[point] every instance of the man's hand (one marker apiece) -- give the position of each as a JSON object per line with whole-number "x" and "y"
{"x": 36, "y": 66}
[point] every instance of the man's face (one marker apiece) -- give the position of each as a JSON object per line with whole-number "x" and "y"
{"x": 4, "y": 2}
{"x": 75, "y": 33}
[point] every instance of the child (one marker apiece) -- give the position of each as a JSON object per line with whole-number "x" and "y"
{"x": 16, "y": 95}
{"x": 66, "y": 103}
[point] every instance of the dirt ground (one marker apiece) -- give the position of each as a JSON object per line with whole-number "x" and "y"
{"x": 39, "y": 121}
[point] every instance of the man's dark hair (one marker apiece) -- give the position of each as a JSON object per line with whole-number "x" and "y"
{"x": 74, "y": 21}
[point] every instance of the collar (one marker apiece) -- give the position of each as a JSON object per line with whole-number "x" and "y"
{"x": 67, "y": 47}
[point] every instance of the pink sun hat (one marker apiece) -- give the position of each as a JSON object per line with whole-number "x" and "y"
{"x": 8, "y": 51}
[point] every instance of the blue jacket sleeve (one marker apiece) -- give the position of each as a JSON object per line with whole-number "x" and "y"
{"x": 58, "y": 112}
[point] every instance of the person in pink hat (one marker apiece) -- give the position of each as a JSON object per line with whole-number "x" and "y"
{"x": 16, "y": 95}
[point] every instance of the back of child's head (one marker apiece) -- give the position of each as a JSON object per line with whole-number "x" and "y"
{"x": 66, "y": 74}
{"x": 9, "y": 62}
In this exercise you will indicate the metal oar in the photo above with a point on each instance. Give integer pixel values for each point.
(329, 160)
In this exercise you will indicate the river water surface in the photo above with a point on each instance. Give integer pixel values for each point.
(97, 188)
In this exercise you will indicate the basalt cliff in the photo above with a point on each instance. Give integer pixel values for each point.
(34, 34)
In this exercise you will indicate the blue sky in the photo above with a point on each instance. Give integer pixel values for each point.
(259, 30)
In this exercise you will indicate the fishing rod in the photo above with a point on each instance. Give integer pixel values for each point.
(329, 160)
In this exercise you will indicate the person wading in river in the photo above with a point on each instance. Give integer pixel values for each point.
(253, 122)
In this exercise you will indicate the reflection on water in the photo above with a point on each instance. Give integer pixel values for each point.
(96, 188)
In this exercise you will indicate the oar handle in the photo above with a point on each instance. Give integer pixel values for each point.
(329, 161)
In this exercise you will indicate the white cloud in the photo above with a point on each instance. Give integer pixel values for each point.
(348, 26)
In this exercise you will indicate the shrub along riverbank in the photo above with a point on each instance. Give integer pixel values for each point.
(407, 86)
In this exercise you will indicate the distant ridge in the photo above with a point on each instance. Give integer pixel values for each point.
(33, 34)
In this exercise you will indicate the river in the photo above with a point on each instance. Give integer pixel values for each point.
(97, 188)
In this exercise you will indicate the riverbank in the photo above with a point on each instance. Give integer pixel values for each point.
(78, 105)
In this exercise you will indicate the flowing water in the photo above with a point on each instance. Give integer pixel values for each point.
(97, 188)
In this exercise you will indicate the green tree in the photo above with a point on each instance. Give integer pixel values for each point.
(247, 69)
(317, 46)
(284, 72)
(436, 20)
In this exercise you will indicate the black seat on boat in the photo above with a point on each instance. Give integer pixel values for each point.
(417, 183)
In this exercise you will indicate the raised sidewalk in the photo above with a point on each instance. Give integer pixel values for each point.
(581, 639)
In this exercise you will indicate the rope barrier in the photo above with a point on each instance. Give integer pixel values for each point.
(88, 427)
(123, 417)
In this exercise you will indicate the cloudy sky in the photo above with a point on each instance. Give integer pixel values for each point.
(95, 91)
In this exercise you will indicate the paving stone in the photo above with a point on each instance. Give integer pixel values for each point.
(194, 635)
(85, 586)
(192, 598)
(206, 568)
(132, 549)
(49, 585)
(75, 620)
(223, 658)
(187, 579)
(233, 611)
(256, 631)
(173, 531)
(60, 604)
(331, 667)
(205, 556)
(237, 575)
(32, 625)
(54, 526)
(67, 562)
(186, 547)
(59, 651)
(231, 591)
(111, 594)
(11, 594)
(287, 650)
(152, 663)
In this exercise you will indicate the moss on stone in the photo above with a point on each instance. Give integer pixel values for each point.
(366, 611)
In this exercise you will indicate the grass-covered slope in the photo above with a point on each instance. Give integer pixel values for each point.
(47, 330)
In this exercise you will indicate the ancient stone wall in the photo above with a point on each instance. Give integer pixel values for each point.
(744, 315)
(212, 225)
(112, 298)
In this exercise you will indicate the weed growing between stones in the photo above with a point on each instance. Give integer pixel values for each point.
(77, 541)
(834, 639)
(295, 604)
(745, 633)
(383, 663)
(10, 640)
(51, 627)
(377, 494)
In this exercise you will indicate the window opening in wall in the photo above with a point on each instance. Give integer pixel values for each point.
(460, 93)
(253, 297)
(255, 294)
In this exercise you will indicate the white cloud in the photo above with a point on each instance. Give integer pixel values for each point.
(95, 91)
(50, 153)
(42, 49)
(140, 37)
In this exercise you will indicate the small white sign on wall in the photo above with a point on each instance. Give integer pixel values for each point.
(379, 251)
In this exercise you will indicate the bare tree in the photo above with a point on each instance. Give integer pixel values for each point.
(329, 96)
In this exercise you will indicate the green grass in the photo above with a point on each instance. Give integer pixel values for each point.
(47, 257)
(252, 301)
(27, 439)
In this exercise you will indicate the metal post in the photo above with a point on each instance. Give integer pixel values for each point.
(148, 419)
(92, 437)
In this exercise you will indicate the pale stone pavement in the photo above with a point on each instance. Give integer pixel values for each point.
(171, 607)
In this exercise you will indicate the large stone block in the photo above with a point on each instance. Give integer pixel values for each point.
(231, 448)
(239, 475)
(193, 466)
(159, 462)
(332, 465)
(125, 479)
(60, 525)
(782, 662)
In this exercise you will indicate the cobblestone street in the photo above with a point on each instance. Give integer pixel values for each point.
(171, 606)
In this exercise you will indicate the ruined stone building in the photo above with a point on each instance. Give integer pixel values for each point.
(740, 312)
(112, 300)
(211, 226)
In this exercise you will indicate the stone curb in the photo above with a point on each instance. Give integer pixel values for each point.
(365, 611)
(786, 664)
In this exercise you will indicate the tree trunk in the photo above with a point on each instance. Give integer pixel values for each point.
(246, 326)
----------
What the task requires - The answer should be the full listing, repeated without any change.

Output of the exercise -
[point] every instance of the man's hand (one marker apiece) -- give the position of each as a JSON object per line with whole-number "x" and "y"
{"x": 36, "y": 66}
[point] every instance of the man's face (one marker apiece) -- give the position of each as a JSON object per line with whole-number "x" and "y"
{"x": 4, "y": 2}
{"x": 75, "y": 33}
[point] every instance of the child (one marker apiece) -- give the position of each as a JSON object per line with whole-number "x" and "y"
{"x": 16, "y": 95}
{"x": 66, "y": 103}
[point] every instance of the dirt ground (one marker apiece) -- give the position of each as a JSON object per line with whole-number "x" and "y"
{"x": 39, "y": 121}
[point] every instance of the man's dark hair (one marker apiece) -- give the position of each as a JSON object per line with whole-number "x" and "y"
{"x": 74, "y": 21}
[point] every instance of the collar (one marker apiece) -- give the position of each as a JSON object per line with whole-number "x" and "y"
{"x": 67, "y": 47}
[point] every instance of the pink sun hat (one marker apiece) -- give the position of each as a JSON object per line with whole-number "x" and "y"
{"x": 8, "y": 51}
[point] every instance of the blue jacket sleeve (one marker apiece) -- give the position of each as a JSON object per line with whole-number "x" and "y"
{"x": 58, "y": 112}
[point] every instance of the person in pink hat (one marker apiece) -- give the position of each as a JSON object per line with whole-number "x" and "y"
{"x": 16, "y": 95}
[point] every instance of the back of child's head (one marker apiece) -- give the position of each as a JSON object per line with whole-number "x" and "y"
{"x": 66, "y": 74}
{"x": 9, "y": 62}
In this exercise you will indicate the metal oar in the photo above with a point on each instance. Give integer pixel values for each point.
(329, 160)
In this exercise you will indicate the river water surface in the photo above with a point on each instance. Give integer pixel values for each point.
(97, 188)
In this exercise you will indicate the basalt cliff in the photo above with a point on each instance. Give integer pixel values for each point.
(34, 34)
In this exercise you will indicate the blue sky in the photo above with a point on each instance. Give integer pixel values for each point.
(259, 30)
In this exercise you will indicate the fishing rod in the photo above with a point on each instance. Give integer pixel values for each point.
(329, 160)
In this exercise you will indicate the person wading in river in the photo above with a point on each instance. Give integer pixel values for each point.
(253, 122)
In this exercise you will indicate the reflection on water in the photo above with a point on each instance. Give integer pixel values for each point.
(96, 188)
In this exercise you will indicate the oar handle in the photo above with a point on each instance. Give integer pixel values for each point.
(329, 161)
In this exercise you will indicate the white cloud in the photo above with a point on each instance. Give integer pixel values for each point.
(348, 26)
In this exercise you will indicate the shrub along riverbank in the photo above with a point on each instance. Give integer pixel values for each point.
(407, 86)
In this exercise you will indicate the distant ridge in the photo above with a point on each instance. Give integer pixel values for each point.
(33, 34)
In this exercise you will indicate the river in the photo above with a point on each instance. Give integer pixel values for each point.
(97, 188)
In this exercise you will indicate the riverbank in the photo above with a point on each instance. Give integer pixel values for each point.
(78, 105)
In this exercise you will indicate the flowing water in the photo above with a point on each instance. Give integer pixel values for each point.
(97, 188)
In this exercise you will indicate the green tree in the photo above with a point on each instance. Give integer pixel values for each point.
(247, 69)
(317, 46)
(284, 72)
(436, 20)
In this exercise you will indicate the black seat on boat in the photo above with a point on each instance. Give integer pixel values for each point.
(417, 183)
In this exercise you will indicate the raised sidewalk in the photo above with a point on each instance. Give integer pixel values for each point.
(581, 639)
In this exercise you will indicate the rope barrier in the photo above with a point on each instance. Give integer pixel values for each point.
(88, 427)
(123, 417)
In this exercise you will indicate the cloudy sky in the photo above with a point on each instance. Give integer pixel values for each point.
(95, 91)
In this exercise you will indicate the paving stone in the photo above with a point on each instance. Give integer pixel values for each point.
(194, 635)
(85, 586)
(192, 598)
(206, 568)
(132, 549)
(49, 585)
(75, 620)
(223, 658)
(187, 579)
(233, 611)
(256, 631)
(173, 531)
(60, 604)
(331, 667)
(205, 556)
(237, 575)
(32, 625)
(54, 526)
(67, 562)
(186, 547)
(59, 651)
(231, 591)
(111, 594)
(11, 594)
(287, 650)
(152, 663)
In this exercise you will indicate the moss on stone in the photo above with a point on each instance. Give integer pixel values for each point.
(366, 611)
In this exercise you will indicate the grass-covered slope in the photo above with a point on each instance. Give integer pixel values for each point.
(47, 330)
In this exercise you will indicate the ancient stone wall in the photo above with a point on each instance. Give integer pixel values for each point.
(744, 315)
(212, 225)
(112, 298)
In this exercise you will indicate the weed growing between stones in the photo above with a point on each instance. Give integer pixel values for each point.
(77, 541)
(834, 639)
(295, 604)
(745, 633)
(383, 663)
(10, 640)
(51, 627)
(377, 494)
In this exercise you will indicate the window opening in wall in the photo above with a point on each instance. Give integer pixel values for each point.
(460, 93)
(253, 297)
(255, 294)
In this exercise you will indicate the white cloud in the photo above with a point on each instance. Give integer pixel values for each point.
(95, 91)
(50, 153)
(42, 49)
(140, 37)
In this exercise you will indicate the small white sign on wall in the photo above with a point on each instance. Give integer pixel values for each point.
(379, 251)
In this exercise you will indicate the bare tree in the photo above with a point on each instance. Give integer pixel values for each point.
(329, 96)
In this exercise you will indicate the green grass in the photo above with a point on each instance. Give integer pixel values for each point.
(47, 257)
(252, 301)
(27, 439)
In this exercise you will indicate the metal post in the photo above with a point on each instance. Give integer pixel values for each point.
(148, 419)
(92, 437)
In this exercise you will indicate the pale stone pavement in the photo above with a point on each instance. Give integer pixel values for each point.
(171, 607)
In this exercise you will indicate the large stone block in the photo above with a point on each instance. Give integer pixel values for each point.
(231, 448)
(239, 475)
(193, 466)
(159, 462)
(332, 465)
(125, 479)
(60, 525)
(782, 662)
In this exercise you will indicate the cobblestone street in the photo above with a point on each instance. Give integer pixel values for each point.
(171, 606)
In this exercise you will indicate the ruined stone building in the photo above with a point on each instance. Give integer pixel values for each point.
(740, 312)
(112, 300)
(211, 226)
In this exercise you will indicate the stone curb in the photo above with a point on each instance. Give integer pixel values for each point.
(365, 611)
(786, 664)
In this exercise you will indicate the tree trunk in the photo above with a point on each instance. Give integer pixel values for each point.
(246, 326)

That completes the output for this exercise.